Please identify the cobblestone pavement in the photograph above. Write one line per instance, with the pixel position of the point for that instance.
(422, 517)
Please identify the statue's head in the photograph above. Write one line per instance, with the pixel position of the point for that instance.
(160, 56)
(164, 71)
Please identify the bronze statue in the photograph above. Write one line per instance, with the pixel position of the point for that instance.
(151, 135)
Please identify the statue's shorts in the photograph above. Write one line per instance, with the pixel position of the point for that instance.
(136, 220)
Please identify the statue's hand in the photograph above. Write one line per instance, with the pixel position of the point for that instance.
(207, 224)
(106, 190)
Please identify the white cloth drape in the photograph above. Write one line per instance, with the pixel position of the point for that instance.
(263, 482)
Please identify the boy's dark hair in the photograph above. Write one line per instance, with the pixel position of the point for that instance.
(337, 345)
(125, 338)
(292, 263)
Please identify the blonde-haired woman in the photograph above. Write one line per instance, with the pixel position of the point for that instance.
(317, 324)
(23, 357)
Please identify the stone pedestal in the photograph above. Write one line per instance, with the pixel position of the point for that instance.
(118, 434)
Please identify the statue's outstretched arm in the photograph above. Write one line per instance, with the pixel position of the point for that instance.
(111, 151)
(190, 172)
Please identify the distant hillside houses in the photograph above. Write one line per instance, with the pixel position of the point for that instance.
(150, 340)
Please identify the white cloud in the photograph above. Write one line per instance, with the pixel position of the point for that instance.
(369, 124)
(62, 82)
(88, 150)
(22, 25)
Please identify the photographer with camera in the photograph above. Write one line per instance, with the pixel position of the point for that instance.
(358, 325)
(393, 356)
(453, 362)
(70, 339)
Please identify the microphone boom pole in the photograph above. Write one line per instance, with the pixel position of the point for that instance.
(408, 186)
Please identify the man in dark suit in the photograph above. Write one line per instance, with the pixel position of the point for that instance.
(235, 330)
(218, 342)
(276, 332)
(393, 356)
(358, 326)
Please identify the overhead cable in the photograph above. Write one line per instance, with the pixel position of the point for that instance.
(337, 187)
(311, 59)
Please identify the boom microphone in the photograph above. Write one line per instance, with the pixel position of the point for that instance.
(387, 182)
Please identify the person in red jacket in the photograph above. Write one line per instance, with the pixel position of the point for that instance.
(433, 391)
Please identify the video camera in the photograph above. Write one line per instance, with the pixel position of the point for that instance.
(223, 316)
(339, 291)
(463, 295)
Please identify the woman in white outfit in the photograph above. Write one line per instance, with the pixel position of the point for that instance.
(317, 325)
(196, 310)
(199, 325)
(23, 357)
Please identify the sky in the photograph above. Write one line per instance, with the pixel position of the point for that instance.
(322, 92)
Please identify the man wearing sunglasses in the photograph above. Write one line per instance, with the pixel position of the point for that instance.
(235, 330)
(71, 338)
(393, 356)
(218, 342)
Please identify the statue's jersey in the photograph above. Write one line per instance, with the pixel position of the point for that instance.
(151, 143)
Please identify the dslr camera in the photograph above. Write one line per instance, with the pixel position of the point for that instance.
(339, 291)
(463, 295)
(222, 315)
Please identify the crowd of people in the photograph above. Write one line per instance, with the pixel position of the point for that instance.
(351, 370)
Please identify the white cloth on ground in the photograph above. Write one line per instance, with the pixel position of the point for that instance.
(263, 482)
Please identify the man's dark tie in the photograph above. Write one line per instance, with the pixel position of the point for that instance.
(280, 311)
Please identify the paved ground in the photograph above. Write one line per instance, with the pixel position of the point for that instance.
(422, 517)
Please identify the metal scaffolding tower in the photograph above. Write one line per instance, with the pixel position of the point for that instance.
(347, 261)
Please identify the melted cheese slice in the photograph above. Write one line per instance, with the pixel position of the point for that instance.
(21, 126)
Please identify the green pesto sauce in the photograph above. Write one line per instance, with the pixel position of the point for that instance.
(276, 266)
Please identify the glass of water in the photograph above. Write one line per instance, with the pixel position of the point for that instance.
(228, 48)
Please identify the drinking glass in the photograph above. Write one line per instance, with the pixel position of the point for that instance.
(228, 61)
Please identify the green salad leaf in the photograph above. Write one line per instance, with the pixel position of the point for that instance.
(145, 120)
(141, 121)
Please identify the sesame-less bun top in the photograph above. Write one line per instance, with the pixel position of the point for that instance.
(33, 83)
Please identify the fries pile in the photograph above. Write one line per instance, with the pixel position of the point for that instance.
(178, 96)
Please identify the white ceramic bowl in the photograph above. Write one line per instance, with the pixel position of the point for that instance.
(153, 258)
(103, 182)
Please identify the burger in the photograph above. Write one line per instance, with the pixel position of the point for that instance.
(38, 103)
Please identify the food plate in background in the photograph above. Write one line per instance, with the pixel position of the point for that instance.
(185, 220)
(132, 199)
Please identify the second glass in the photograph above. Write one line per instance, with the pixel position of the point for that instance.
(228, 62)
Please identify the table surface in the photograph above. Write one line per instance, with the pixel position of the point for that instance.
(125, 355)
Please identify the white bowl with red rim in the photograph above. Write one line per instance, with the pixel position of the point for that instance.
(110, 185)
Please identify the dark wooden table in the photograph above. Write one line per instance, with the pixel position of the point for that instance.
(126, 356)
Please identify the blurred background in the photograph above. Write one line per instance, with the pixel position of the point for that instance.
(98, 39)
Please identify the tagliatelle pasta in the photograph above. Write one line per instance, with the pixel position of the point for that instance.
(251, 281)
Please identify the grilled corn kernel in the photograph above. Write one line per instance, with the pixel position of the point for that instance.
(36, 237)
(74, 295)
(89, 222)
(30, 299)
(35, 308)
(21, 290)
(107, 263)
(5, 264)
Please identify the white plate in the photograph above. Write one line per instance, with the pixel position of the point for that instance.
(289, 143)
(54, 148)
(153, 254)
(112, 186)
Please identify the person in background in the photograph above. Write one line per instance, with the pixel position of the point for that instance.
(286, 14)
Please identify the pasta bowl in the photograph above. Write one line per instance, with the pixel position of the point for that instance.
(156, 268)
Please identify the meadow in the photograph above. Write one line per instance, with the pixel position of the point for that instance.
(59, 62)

◆ ◆ ◆ ◆

*Task*:
Nothing should be left out: repeat all of the data exactly.

*Response*:
Please identify the cobblestone pavement in the photograph above. Write one line per instance, with the pixel position of the point for that instance.
(422, 517)
Please identify the statue's head in the photograph above. Write one line per instance, with the pixel position of the point for that instance.
(160, 56)
(164, 71)
Please identify the bronze statue in the photograph above. Write one line per instance, with the pixel position of the point for that instance.
(151, 135)
Please identify the statue's shorts in the photograph above. Write one line per instance, with the pixel position of the point for that instance.
(136, 220)
Please identify the statue's hand in the photograph above. Write one line per instance, with the pixel position of the point for that instance.
(207, 224)
(106, 190)
Please identify the white cloth drape in the photograph above. Write one line per instance, with the pixel position of the point for that instance.
(263, 482)
Please identify the boy's dark hair in the photograph above. Write one line per instance, with the pixel position of the point for that instance.
(337, 345)
(125, 338)
(292, 263)
Please identify the blonde-haired woman in the photograph above. Write one line per instance, with the pixel position of the point for that instance.
(317, 324)
(23, 357)
Please identify the stone pedestal in the photograph above. Write one line per instance, with the pixel position of the point for that instance.
(118, 434)
Please identify the statue's outstretched arm in the photograph above. Write one line per instance, with the pixel position of the point for that instance.
(111, 151)
(190, 172)
Please identify the distant hillside houses in the photograph above. Write one line per instance, with the pixel position of the point for that instance.
(150, 340)
Please identify the white cloud in the photograph above. Write one line per instance, with the pixel position of the point for that instance.
(369, 124)
(62, 82)
(88, 150)
(22, 25)
Please identify the photographer with camera in the photograph above. Write one line per instance, with the pixel position of the point for that instance.
(358, 325)
(393, 356)
(453, 362)
(70, 339)
Please identify the microphone boom pole in the photograph above. Write one line per instance, with the pixel position of the point for that instance.
(408, 186)
Please identify the man in dark suit in the photograph above. Write one line per instance, with the pixel position of the point for that instance.
(235, 330)
(218, 342)
(276, 332)
(393, 356)
(358, 326)
Please identify the overhead cable in the photograph above. Write one line per instance, with the pixel position of the point for that instance.
(337, 187)
(311, 59)
Please identify the boom microphone in the photograph above. Write one line per instance, with the pixel position of the point for that instance.
(387, 182)
Please identify the person in red jacket in the photograph above. Write one line per instance, with the pixel position of the point for that instance.
(433, 391)
Please identify the video camera in the photograph above. Write one line per instance, with the pixel position of the point for that instance.
(223, 316)
(339, 291)
(463, 295)
Please identify the woman in white outfit in the photograph above. Write one line per instance, with the pixel position of the point for that instance.
(317, 325)
(196, 310)
(199, 325)
(23, 357)
Please identify the sky in the photograph above. Write one line per instance, with the pixel position of the point for that instance.
(322, 92)
Please identify the man wearing sunglasses in the photograph above. Write one line per instance, with the pixel position of the point for that instance.
(235, 330)
(71, 338)
(393, 356)
(218, 342)
Please identify the statue's jersey in the photograph above. Write one line per instance, with the pixel position of the point for that instance.
(151, 143)
Please identify the dslr camera in the photograph above. Write one line per instance, with the pixel position of the point for that instance.
(339, 291)
(463, 295)
(222, 315)
Please identify the crowd of people in the photograph above. Write one line per instance, with the pixel position of the point for that instance.
(351, 370)
Please identify the white cloth on ground in the photograph above. Write one line per instance, with the pixel position of the point for that instance.
(263, 482)
Please identify the man's dark tie in the photograph above. Write one line per instance, with the pixel position of the point for that instance.
(280, 311)
Please identify the paved ground in the photograph above. Write one line per instance, with the pixel position of the point for that instance.
(422, 517)
Please identify the metal scaffolding tower in the photograph above. Write one line per instance, with the pixel position of the point for that instance.
(347, 261)
Please identify the melted cheese slice in the photograph above. Write one line per instance, with the pixel position of the point for that instance.
(21, 126)
Please identify the green pesto sauce in the photograph above. Write one line per instance, with the pixel position of the point for that instance.
(276, 266)
Please identify the glass of water in the photograph above. Write one line per instance, with the pixel position of the point for that instance.
(228, 48)
Please identify the drinking glass in the photograph above. Write one line per instance, with the pixel position of the point for that instance.
(228, 61)
Please identify the green salad leaf in the photograph above. Write one line per instance, with the pixel position of the point for that instance.
(145, 120)
(141, 121)
Please identify the sesame-less bun top in the photograph above. Write one line per instance, with the pixel position of the point for that instance.
(33, 83)
Please identify the fries pile in the photograph above. Write one line per instance, with the pixel position of the point for that instance.
(178, 96)
Please identify the white ceramic bowl in the photograph above. Write one line per instance, with the pixel position of the point for that instance.
(153, 258)
(103, 182)
Please identify the burger in the photograph above. Write one line per instance, with the pixel position of the point for that instance.
(38, 103)
Please identify the food plate in background in the photograph above. Write one line per instance, with the pixel position of the point for that instance.
(185, 220)
(132, 199)
Please identify the second glass in the photograph above. Write one line per instance, with the pixel position of the point for that instance.
(228, 62)
Please identify the table surface in the photograph above. Write one line per instance, with the pixel position of the point for that instance.
(125, 355)
Please identify the white bowl with red rim in the photograph above. Write one line per instance, with the pixel position of the point for that instance.
(110, 185)
Please identify the dark wooden table in the photograph above. Write one line per instance, with the pixel position of the point for that instance.
(126, 356)
Please identify the blurred background in the photograph above. Write one line per instance, with the pixel position of the point for that instance.
(98, 39)
Please identify the tagliatelle pasta in the photograph above. Write one line per instance, with the pixel position of the point for that instance.
(251, 281)
Please identify the grilled corn kernel in the photograph above. Write one line per instance, with the pixel position of the point for that instance.
(36, 237)
(74, 295)
(89, 222)
(30, 299)
(35, 308)
(21, 290)
(107, 263)
(5, 264)
Please identify the white plate in the photograph above. Write one line per instance, with the pixel position of the point for that instance.
(289, 143)
(54, 148)
(153, 254)
(112, 186)
Please identify the person in background in the photograph above. Write one line per instance, with the pixel position of the point for that instance.
(286, 14)
Please identify the pasta bowl in the photograph above. Write one line per instance, with the pixel position of the point for that instance.
(156, 268)
Please identify the meadow in the photograph above. Write one line per instance, with the pixel position of the point for that instance.
(59, 62)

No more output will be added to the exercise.